#### EXERCISE
Extend the forum discussion on deriving the geodesic equation from the Euler-Lagrange equations, beginning immediately after its final sentence.

#### EXTRACT
----------------

After reparametrizing to use an affine parameter, this becomes the geodesic equation.

That sounds like a promising approach that ought to work. I tried doing this but, because of the complexity of L, the algebra soon became very ugly and I ran out of paper ( or patience - one or the other).

Maybe I took a wrong turn somewhere. Have you worked it through?

 

[stevendaryl]

That sounds like a promising approach that ought to work. I tried doing this but, because of the complexity of L, the algebra soon became very ugly and I ran out of paper ( or patience - one or the other).

Maybe I took a wrong turn somewhere. Have you worked it through?

It's easy to get into a blind alley, but I don't think this is that bad.

With $L = \sqrt{g_{\mu \nu} U^\mu U^\nu}$,

• $\dfrac{\partial}{\partial U^\mu} L = \dfrac{1}{L} g_{\mu \nu} U^\nu$
• $\dfrac{\partial}{\partial x^\mu} L = \dfrac{1}{2L} \dfrac{\partial g_{\mu' \nu}}{\partial x^\mu} U^{\mu'} U^\nu$

So the Euler-Lagrange equations give:

$\dfrac{1}{L} \dfrac{d}{ds} (g_{\mu \nu} U^\nu) + g_{\mu \nu} U^\nu \dfrac{d}{ds} \dfrac{1}{L} = \dfrac{1}{2L} \dfrac{\partial g_{\mu' \nu}}{\partial x^\mu} U^{\mu'} U^\nu$

Now, the great simplification comes from assuming $\dfrac{d}{ds} \dfrac{1}{L} = 0$, so $L =$ a constant along the path. With this assumption, the equation simplifies to (multiplying both sides by $L$)

----------------

#### EXTRACTED ENTRIES
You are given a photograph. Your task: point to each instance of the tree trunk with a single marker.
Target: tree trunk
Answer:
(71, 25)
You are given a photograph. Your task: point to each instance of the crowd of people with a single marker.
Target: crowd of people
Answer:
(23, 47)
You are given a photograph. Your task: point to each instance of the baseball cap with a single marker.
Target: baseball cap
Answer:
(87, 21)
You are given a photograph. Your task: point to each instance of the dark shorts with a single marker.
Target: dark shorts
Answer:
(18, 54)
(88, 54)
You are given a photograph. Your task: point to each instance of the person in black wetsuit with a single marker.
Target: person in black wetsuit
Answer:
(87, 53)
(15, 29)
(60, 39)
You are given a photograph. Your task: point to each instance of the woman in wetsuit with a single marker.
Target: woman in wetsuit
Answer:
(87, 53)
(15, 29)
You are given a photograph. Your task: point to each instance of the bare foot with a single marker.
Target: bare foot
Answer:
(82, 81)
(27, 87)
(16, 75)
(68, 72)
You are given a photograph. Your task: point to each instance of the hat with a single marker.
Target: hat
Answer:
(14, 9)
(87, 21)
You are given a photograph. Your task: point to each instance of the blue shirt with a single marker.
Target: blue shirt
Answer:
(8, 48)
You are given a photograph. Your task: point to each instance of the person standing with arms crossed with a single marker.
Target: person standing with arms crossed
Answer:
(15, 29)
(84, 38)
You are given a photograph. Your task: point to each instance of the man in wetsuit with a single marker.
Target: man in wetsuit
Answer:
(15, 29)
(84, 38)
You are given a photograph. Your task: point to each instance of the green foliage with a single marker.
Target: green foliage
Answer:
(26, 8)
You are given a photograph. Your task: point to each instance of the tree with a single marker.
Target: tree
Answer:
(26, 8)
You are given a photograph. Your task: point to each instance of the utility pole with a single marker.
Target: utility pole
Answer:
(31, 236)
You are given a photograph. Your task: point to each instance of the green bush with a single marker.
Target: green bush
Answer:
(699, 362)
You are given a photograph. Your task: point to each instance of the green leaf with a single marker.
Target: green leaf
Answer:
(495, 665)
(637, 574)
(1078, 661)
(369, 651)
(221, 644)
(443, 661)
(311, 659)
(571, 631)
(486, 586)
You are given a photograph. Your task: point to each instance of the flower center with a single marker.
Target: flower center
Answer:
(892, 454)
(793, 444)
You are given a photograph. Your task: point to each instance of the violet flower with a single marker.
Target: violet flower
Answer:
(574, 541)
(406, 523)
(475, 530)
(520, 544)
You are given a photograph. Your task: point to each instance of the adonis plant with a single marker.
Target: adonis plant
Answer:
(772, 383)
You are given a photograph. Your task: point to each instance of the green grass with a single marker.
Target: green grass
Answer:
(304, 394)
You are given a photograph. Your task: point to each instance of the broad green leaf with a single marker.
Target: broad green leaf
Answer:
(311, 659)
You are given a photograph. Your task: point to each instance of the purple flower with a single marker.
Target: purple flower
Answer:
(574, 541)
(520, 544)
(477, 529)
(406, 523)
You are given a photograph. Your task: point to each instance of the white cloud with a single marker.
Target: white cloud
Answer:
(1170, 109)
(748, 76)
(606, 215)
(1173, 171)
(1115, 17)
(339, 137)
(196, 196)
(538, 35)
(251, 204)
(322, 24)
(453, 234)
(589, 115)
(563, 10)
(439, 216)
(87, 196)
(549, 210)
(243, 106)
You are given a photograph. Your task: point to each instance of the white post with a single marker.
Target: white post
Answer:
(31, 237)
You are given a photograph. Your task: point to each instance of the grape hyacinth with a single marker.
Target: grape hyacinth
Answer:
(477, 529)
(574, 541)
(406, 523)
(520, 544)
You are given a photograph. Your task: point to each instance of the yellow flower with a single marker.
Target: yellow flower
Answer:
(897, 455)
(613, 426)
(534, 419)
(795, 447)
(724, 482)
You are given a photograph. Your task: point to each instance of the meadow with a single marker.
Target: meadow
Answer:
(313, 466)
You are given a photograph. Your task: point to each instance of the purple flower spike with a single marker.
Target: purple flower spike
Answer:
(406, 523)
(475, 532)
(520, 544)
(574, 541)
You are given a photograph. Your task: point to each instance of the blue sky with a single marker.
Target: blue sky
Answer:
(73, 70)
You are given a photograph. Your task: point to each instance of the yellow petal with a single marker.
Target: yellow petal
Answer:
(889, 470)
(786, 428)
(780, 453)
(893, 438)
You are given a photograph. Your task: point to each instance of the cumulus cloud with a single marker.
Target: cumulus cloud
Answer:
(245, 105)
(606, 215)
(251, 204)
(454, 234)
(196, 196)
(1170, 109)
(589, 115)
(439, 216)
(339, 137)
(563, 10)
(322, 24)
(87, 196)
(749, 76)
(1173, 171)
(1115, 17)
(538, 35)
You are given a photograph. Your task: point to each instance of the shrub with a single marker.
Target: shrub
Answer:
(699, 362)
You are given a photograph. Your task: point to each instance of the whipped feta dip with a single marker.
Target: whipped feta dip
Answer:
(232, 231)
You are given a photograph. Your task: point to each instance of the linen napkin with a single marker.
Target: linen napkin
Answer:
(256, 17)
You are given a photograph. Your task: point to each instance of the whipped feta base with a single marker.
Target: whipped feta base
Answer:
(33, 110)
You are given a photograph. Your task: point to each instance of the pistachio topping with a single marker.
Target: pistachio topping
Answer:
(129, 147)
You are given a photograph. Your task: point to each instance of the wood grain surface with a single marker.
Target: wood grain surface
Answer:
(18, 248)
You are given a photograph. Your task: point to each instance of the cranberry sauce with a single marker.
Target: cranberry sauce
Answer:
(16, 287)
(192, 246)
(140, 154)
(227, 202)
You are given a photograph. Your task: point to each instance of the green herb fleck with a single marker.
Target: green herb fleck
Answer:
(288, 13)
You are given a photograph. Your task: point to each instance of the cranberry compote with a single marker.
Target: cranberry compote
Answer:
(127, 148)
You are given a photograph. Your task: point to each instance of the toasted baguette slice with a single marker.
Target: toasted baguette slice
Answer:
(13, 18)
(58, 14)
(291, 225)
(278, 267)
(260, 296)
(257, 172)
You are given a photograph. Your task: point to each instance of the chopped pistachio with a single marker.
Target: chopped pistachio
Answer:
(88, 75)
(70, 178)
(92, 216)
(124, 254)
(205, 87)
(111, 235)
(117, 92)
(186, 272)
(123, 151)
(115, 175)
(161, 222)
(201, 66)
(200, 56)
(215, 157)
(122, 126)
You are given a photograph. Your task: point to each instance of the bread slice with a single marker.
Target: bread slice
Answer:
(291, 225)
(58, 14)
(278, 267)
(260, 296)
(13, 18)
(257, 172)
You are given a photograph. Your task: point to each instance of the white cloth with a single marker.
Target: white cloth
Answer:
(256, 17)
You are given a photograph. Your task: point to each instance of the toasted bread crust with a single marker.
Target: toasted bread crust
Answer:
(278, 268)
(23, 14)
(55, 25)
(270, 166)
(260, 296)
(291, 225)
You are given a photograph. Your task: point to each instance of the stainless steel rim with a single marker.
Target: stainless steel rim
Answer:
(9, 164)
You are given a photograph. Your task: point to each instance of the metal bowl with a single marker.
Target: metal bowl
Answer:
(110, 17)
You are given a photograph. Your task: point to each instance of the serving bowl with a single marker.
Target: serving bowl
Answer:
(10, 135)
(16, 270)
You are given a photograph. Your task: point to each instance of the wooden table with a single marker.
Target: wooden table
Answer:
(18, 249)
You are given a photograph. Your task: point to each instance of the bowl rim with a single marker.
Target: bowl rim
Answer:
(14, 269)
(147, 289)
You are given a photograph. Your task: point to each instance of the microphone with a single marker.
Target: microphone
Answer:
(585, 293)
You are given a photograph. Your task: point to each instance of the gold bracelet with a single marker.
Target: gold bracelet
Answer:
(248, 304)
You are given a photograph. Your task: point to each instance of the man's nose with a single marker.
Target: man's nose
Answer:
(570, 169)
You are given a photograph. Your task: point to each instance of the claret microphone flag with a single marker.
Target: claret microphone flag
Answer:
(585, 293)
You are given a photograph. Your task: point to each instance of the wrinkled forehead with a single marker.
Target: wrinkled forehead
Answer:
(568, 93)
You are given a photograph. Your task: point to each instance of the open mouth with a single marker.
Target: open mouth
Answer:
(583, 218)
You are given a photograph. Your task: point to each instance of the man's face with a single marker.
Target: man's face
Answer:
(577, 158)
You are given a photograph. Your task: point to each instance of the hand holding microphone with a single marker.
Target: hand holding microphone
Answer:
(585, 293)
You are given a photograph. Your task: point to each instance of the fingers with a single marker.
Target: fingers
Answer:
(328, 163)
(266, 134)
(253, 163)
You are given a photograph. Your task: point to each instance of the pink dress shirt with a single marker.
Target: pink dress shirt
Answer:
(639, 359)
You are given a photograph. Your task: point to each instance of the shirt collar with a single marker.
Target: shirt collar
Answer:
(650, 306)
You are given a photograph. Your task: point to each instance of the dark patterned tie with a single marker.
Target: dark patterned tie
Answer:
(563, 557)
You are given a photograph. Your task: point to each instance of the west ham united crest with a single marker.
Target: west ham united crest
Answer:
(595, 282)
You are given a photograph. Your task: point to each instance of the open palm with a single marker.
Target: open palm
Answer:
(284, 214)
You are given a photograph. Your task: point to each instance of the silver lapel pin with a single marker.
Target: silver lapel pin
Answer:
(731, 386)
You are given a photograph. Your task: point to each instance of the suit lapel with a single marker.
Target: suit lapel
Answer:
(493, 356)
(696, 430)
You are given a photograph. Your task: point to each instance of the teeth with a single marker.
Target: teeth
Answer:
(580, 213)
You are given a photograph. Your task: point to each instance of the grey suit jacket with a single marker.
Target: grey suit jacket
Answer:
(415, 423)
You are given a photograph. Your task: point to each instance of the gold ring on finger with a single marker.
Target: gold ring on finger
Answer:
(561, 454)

----------------

#### EXERCISE RESPONSE
$\dfrac{d}{ds} (g_{\mu \nu} U^\nu) = \dfrac{1}{2} \dfrac{\partial g_{\mu' \nu}}{\partial x^\mu} U^{\mu'} U^\nu$

We expand the left-hand side to get:

$(\dfrac{d}{ds} g_{\mu \nu}) U^\nu + g_{\mu \nu} \dfrac{d}{ds} U^\nu = \dfrac{1}{2} \dfrac{\partial g_{\mu' \nu}}{\partial x^\mu} U^{\mu'} U^\nu$

Then you use: $\dfrac{d}{ds} g_{\mu \nu} = (\dfrac{\partial}{\partial x^{\mu'}} g_{\mu \nu}) \dfrac{d}{ds} x^{\mu'} = (\dfrac{\partial}{\partial x^{\mu'}} g_{\mu \nu}) U^{\mu'}$ (the chain rule for derivatives)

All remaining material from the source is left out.